Задание
Сколько фашистских танков, согласно докладу лейтенанта Гомельского командиру полка, уничтожила батарея в тексте о бое артиллеристов?

Текстовый блок
══════════════════════════════

Но и батарея понесла большие потери. Осталась исправной одна пушка, а в живых — лейтенант С. Гомельский и пять бойцов. А когда немецкие танки снова перешли в атаку, артиллеристы открыли огонь из пушки. И фашисты отступили, так и не прорвавшись на этом участке.
Раненный в ногу лейтенант Гомельский с помощью трех батарейцев пришел на НП.
— Товарищ майор, — обратился он к командиру полка, — уничтожено семь фашистских танков. Мы потеряли четыре орудия.
Новиков и Ботвинник, а также бойцы, находящиеся на наблюдательном пункте, с восхищением смотрели на лейтенанта и его боевых товарищей. Они хорошо знали их еще по довоенному времени. Батарея под командованием лейтенанта С. Гомельского осенью 1940 года отличилась на маневрах войск Московского военного округа. Ее личный состав показал тогда замечательное мастерство, с высокой оценкой выполнил все поставленные перед батареей задачи. Она была признана одной из лучших в военном округе, а Гомельский заслужил благодарность заместителя командующего войсками округа. В те первые дни особенно было заметно, как умели насмерть разить врага наши воины. Я говорю об этом с гордостью: абсолютное большинство воинов-артиллеристов учились до войны с полным напряжением сил. В жесточайших схватках с превосходящим противником они продемонстрировали боевое мастерство, стойкость, высокую идейную закалку. И грязной клеветой на наших воинов являются утверждения некоторых зарубежных «историков», будто Красная Армия, в том числе и ее артиллерия, были плохо обучены и не были готовы к сражениям с сильными умелым врагом. Сам ход оборонительных сражений наших войск в первые месяцы войны, их итог, выразившийся в разгроме лучших сил фашистского вермахта и в крушении стратегических замыслов гитлеровского генерального штаба наглядно опровергает злобные вымыслы современных буржуазных фальсификаторов истории.

══════════════════════════════

Исходные материалы

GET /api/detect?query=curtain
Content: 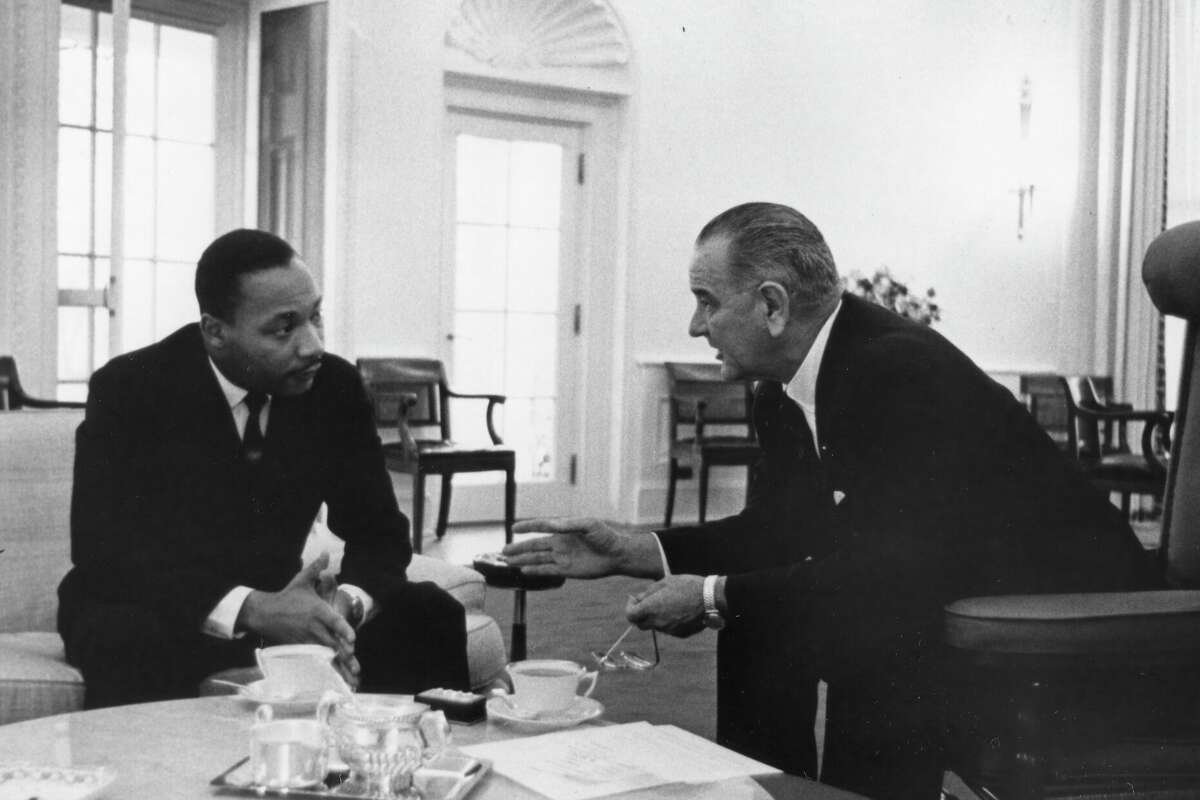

══════════════════════════════

Правильный ответ
Семь фашистских танков.